» Exercise set
a - In the essay on early coronavirus anxiety, condense the paragraph beginning "It’s a pretty hollow boast" into a short bulleted list that keeps its main facts.
b - Carry the essay on early coronavirus anxiety forward from its final sentence.
-------- Reading text --------
What a year this month has been

It’s a pretty hollow boast, but I consider myself one of Australia’s early adopters of coronavirus anxiety. Having family in Italy is what dialed me in early to the looming crisis and from the start of March, I’d wake unusually early and check this site, a habit that shows no sign of going away. Back then conversations about the virus were rare, and the stereotypical Aussie attitude of ‘she’ll be right’ prevailed. Normally, I share that easy-going nonchalance, and was really disoriented by how pessimistic I felt.

Do you remember the opening scene of Castaway, when Tom Hanks heads to the loo on the plane to tend to a small cut? Within seconds, the plane crashes and Hanks’ cut is the least of his worries. My disorientation was the last worry-that’s-not-really-a-worry I’d have the luxury of giving mental airtime to, as my very own plane was about to fall out of the sky.

In less space of less than a week, Johnno and I both lost our jobs and our kids could no longer go to school. Two major tent poles collapsed, and we were scrabbling around under the canvas. Work and school? It’s just what you do! What do you do when you’re not doing that? Existential crises collided with financial anxiety…. I was in freefall, along with my colleagues. My community. My country. The world.
-------- Record extracts --------
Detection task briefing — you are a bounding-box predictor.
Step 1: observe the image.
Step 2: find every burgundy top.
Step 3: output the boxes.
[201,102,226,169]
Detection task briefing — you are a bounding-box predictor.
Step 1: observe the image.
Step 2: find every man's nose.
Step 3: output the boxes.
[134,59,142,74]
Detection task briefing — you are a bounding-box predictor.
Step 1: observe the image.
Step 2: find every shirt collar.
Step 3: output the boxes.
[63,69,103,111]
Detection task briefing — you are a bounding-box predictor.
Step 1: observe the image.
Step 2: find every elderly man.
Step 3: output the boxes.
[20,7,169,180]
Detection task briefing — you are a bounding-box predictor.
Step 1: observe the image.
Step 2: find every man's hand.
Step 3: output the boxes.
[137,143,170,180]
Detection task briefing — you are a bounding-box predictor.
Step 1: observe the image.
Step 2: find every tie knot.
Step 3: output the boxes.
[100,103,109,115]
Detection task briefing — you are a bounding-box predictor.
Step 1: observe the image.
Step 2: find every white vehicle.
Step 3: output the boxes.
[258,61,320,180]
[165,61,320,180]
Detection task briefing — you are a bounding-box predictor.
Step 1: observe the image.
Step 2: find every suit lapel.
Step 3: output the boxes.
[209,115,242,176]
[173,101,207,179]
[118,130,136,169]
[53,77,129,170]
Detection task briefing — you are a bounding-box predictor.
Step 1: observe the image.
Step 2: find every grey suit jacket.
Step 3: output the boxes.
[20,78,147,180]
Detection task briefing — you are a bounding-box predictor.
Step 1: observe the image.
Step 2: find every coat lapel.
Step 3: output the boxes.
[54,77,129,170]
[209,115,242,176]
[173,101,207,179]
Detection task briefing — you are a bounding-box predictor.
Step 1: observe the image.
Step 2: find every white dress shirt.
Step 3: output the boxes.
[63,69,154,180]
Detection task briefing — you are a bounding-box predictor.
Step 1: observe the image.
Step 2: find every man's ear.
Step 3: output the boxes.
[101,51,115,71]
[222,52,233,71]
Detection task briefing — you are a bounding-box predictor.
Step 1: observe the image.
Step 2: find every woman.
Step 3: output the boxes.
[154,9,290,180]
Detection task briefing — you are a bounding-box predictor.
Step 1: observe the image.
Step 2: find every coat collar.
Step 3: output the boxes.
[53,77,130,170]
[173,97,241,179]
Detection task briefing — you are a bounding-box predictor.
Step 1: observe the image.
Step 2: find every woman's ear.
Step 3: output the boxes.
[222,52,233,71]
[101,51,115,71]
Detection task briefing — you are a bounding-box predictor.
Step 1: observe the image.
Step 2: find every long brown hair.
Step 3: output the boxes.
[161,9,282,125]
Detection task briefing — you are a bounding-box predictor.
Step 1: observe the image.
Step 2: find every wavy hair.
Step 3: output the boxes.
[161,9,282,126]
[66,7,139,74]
--------
» Expected responses
a -
- The writer claims to be one of Australia’s early adopters of coronavirus anxiety.
- Having family in Italy made the writer aware of the crisis early.
- From the start of March, the writer woke unusually early to check a particular site, a habit that continues.
- At that time, conversations about the virus were rare, and the Aussie attitude of "she’ll be right" prevailed.
- The writer usually shares that nonchalance and was disoriented by feeling so pessimistic.

b -
It is mid March and by now, coronavirus is getting blanket coverage across the media. At the time of writing, it still is. Everyone became aware of the insane amount of times per day they touched their faces and discovered they weren’t washing their hands properly. Social-distancing, self-isolation, Zoom and flattening the curve became everyday language. Meanwhile, the cold tang of hand sanitiser is 2020’s signature scent, one that anyone alive today will be able to smell in years to come and recollect this shitful year.

It is all anyone talks about. I was so shocked by how quickly everyone jumped to the same page that I forgot to be smug about it. But that smugness would have been shortlived, because it turns out I wasn’t even slightly braced for the dissolution of normality and confronted it with a total absence of grace and foresight.

The word that best articulates the feeling of the last month is “grief”. I know a thing or two about that bastard! So I will write about that next.

But finally, a word from my prescient, pessimistic side: The worst is yet to come. Anyone who thinks this will blow over quickly are the equivalent of the folks in 1914 who said ‘the boys will be home by Christmas.’

No-one alive likes to be right more than me. And I really, really, really hope I’m wrong.